Consigne — Renvoyez mot pour mot le passage de l'extrait sur le plaidoyer de culpabilité qui va de « [21]    Dans l’arrêt Duquette » jusqu'à « de procès. (Nos soulignements) ».

··· Extrait

IV.       Analyse et décision

 

A)        Le plaidoyer de culpabilité

 

[19]    Suivant la jurisprudence[2], un plaidoyer de culpabilité équivaut à une reconnaissance que les faits reprochés constituent une faute déontologique ;

[20]    D’ailleurs, dans l’affaire Castiglia c. Frégeau[3], la Cour du Québec écrivait :

[28]        Le Syndic a raison de soutenir que Frégeau, ayant plaidé coupable à l’audition sur culpabilité, il ne peut remettre en question ce plaidoyer qui constitue une admission des principaux faits allégués dans la plainte. À cet égard, le Syndic réfère le Tribunal à l’arrêt de principe de la Cour d’appel de Lefebvre c. La Reine, où la Cour d’appel conclut qu’un plaidoyer de culpabilité consiste à admettre l’ensemble des éléments de l’infraction et que sa peine doit être évaluée à partir de ce fondement.

[29]        Ce même principe a été reconnu par le Tribunal des professions dans Pivin c. Inhalothérapeutes, où le Tribunal confirme qu’un plaidoyer en droit disciplinaire, est la reconnaissance par le professionnel des faits qui lui sont reprochés et du fait qu’ils constituent une faute déontologique. (Nos soulignements)

 

[21]    Dans l’arrêt Duquette c. Gauthier[4], la Cour d’appel va même plus loin en déclarant que :

[20]           Le Tribunal est conscient que la décision sur une demande de retrait de plaidoyer procède du pouvoir discrétionnaire du Comité et qu'il s'agit d'une question de droit. Le plaidoyer de culpabilité emporte en soi un aveu que l'accusé a commis le crime imputé, de même qu'un consentement à ce qu'une déclaration de culpabilité soit inscrite sans autre forme de procès. (Nos soulignements)

······
··· Données enregistrées

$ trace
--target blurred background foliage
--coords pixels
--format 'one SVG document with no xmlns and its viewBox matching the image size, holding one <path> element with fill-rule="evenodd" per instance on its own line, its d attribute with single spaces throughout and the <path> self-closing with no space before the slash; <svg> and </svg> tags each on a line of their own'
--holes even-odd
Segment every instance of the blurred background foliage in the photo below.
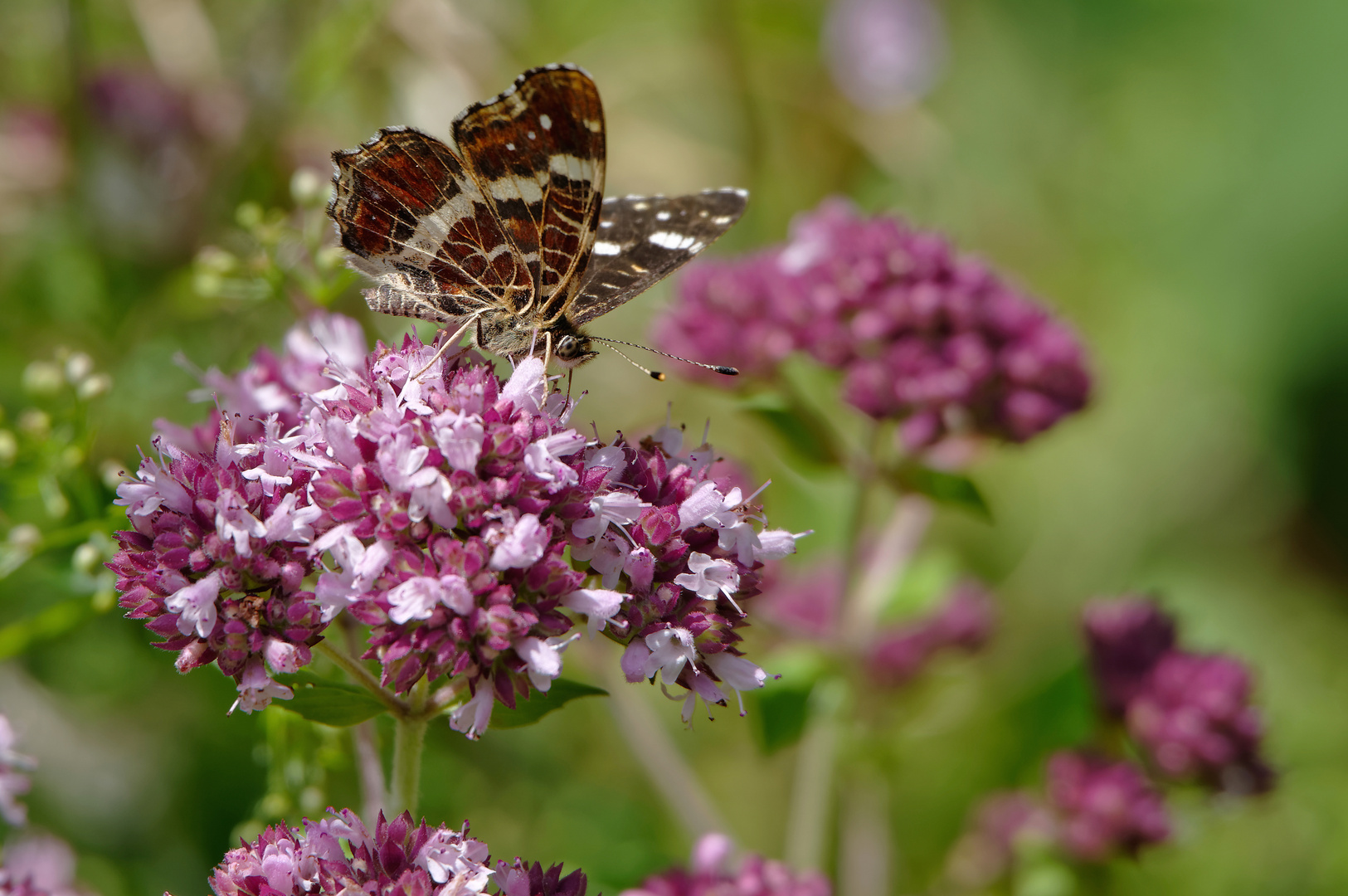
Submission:
<svg viewBox="0 0 1348 896">
<path fill-rule="evenodd" d="M 973 469 L 995 521 L 938 517 L 929 559 L 995 583 L 1002 629 L 900 698 L 896 892 L 934 878 L 980 794 L 1082 736 L 1077 612 L 1124 589 L 1157 590 L 1188 643 L 1254 664 L 1285 776 L 1219 811 L 1181 798 L 1173 843 L 1088 884 L 1348 889 L 1348 7 L 934 8 L 930 92 L 863 108 L 826 69 L 825 0 L 0 4 L 0 710 L 42 761 L 32 819 L 81 852 L 84 880 L 204 892 L 249 825 L 359 802 L 345 733 L 226 718 L 231 682 L 179 678 L 108 612 L 106 473 L 133 465 L 154 418 L 202 415 L 179 354 L 235 371 L 314 300 L 400 331 L 325 251 L 332 150 L 388 124 L 445 135 L 520 70 L 572 61 L 603 90 L 608 193 L 749 187 L 717 252 L 782 238 L 828 194 L 898 210 L 1014 272 L 1092 349 L 1093 407 Z M 601 331 L 643 338 L 667 295 Z M 112 387 L 81 396 L 93 369 Z M 733 397 L 612 354 L 577 383 L 601 433 L 648 431 L 667 402 L 690 428 L 710 416 L 717 447 L 774 480 L 774 524 L 818 530 L 806 555 L 833 547 L 845 482 L 779 451 Z M 756 637 L 772 668 L 774 635 Z M 733 834 L 780 854 L 793 748 L 763 757 L 752 726 L 725 713 L 674 737 Z M 580 864 L 594 892 L 689 846 L 604 701 L 480 744 L 435 725 L 423 808 L 470 818 L 499 856 Z"/>
</svg>

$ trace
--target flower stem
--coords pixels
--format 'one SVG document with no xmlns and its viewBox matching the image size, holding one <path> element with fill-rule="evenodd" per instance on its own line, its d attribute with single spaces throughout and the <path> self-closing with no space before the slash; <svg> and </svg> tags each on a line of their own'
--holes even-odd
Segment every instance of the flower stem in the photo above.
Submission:
<svg viewBox="0 0 1348 896">
<path fill-rule="evenodd" d="M 394 771 L 390 811 L 417 814 L 417 798 L 421 794 L 421 759 L 426 745 L 426 725 L 429 719 L 422 711 L 426 705 L 429 682 L 422 678 L 412 689 L 412 705 L 408 713 L 394 718 Z"/>
<path fill-rule="evenodd" d="M 330 641 L 318 641 L 315 649 L 333 663 L 337 663 L 337 666 L 340 666 L 353 682 L 373 694 L 375 699 L 388 707 L 388 711 L 392 713 L 394 718 L 402 718 L 412 711 L 412 707 L 408 706 L 406 701 L 400 699 L 396 694 L 384 690 L 379 684 L 379 679 L 369 674 L 369 670 L 333 647 Z"/>
<path fill-rule="evenodd" d="M 609 691 L 609 710 L 623 733 L 632 757 L 640 763 L 651 786 L 665 798 L 665 804 L 697 841 L 702 834 L 727 834 L 729 826 L 712 802 L 697 773 L 679 753 L 661 719 L 643 699 L 639 689 L 628 684 L 617 663 L 597 663 Z"/>
<path fill-rule="evenodd" d="M 795 753 L 785 856 L 799 869 L 822 870 L 826 831 L 833 815 L 833 765 L 837 756 L 840 705 L 847 686 L 825 679 L 810 693 L 810 718 Z"/>
</svg>

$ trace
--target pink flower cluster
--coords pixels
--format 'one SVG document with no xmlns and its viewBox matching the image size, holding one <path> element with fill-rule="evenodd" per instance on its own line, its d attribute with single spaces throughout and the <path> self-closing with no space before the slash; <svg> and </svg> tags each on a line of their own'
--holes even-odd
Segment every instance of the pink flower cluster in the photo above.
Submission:
<svg viewBox="0 0 1348 896">
<path fill-rule="evenodd" d="M 329 810 L 332 811 L 332 810 Z M 491 866 L 487 845 L 468 837 L 468 825 L 453 830 L 412 822 L 408 812 L 392 821 L 383 814 L 371 835 L 349 808 L 303 827 L 279 825 L 256 841 L 225 853 L 210 888 L 216 896 L 585 896 L 585 874 L 561 876 L 520 860 Z"/>
<path fill-rule="evenodd" d="M 216 662 L 251 711 L 290 697 L 268 670 L 310 662 L 346 610 L 372 627 L 384 684 L 468 683 L 450 724 L 469 737 L 495 702 L 549 690 L 577 617 L 628 645 L 630 680 L 685 689 L 685 715 L 763 684 L 735 629 L 762 561 L 795 538 L 709 478 L 709 446 L 681 455 L 671 427 L 640 445 L 577 433 L 537 358 L 506 383 L 466 352 L 414 377 L 433 346 L 365 354 L 336 315 L 287 344 L 206 375 L 260 422 L 170 430 L 164 459 L 119 489 L 123 606 L 181 670 Z"/>
<path fill-rule="evenodd" d="M 952 853 L 952 877 L 987 887 L 1035 846 L 1101 862 L 1170 837 L 1165 800 L 1131 763 L 1064 750 L 1049 759 L 1046 790 L 1047 799 L 1029 791 L 984 799 Z"/>
<path fill-rule="evenodd" d="M 689 271 L 655 340 L 759 377 L 807 352 L 844 371 L 853 406 L 902 420 L 913 449 L 1023 442 L 1091 392 L 1081 345 L 1043 307 L 944 237 L 841 199 L 798 217 L 783 247 Z"/>
<path fill-rule="evenodd" d="M 28 807 L 19 802 L 19 796 L 31 787 L 26 772 L 36 767 L 31 756 L 15 749 L 18 744 L 19 737 L 9 719 L 0 715 L 0 818 L 15 827 L 28 821 Z"/>
<path fill-rule="evenodd" d="M 94 896 L 75 883 L 75 854 L 50 834 L 26 835 L 4 846 L 0 864 L 4 896 Z"/>
<path fill-rule="evenodd" d="M 745 856 L 729 870 L 731 841 L 708 834 L 693 847 L 692 868 L 671 868 L 648 877 L 621 896 L 832 896 L 833 888 L 818 872 L 795 873 L 782 862 Z"/>
<path fill-rule="evenodd" d="M 1174 620 L 1144 598 L 1096 601 L 1084 628 L 1107 711 L 1162 776 L 1236 794 L 1273 787 L 1243 663 L 1177 648 Z"/>
<path fill-rule="evenodd" d="M 871 645 L 871 676 L 898 686 L 917 675 L 945 649 L 976 651 L 993 625 L 992 596 L 973 579 L 957 583 L 925 618 L 880 632 Z"/>
</svg>

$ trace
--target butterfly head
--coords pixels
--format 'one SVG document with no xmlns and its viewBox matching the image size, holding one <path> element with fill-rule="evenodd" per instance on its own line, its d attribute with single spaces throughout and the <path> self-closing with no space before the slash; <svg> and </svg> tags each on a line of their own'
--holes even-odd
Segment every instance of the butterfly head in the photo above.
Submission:
<svg viewBox="0 0 1348 896">
<path fill-rule="evenodd" d="M 599 354 L 599 352 L 590 349 L 589 337 L 584 333 L 562 333 L 561 335 L 554 337 L 553 357 L 557 358 L 562 366 L 580 366 L 596 354 Z"/>
</svg>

······

Réponse attendue —
[21]    Dans l’arrêt Duquette c. Gauthier[4], la Cour d’appel va même plus loin en déclarant que :

[20]           Le Tribunal est conscient que la décision sur une demande de retrait de plaidoyer procède du pouvoir discrétionnaire du Comité et qu'il s'agit d'une question de droit. Le plaidoyer de culpabilité emporte en soi un aveu que l'accusé a commis le crime imputé, de même qu'un consentement à ce qu'une déclaration de culpabilité soit inscrite sans autre forme de procès. (Nos soulignements)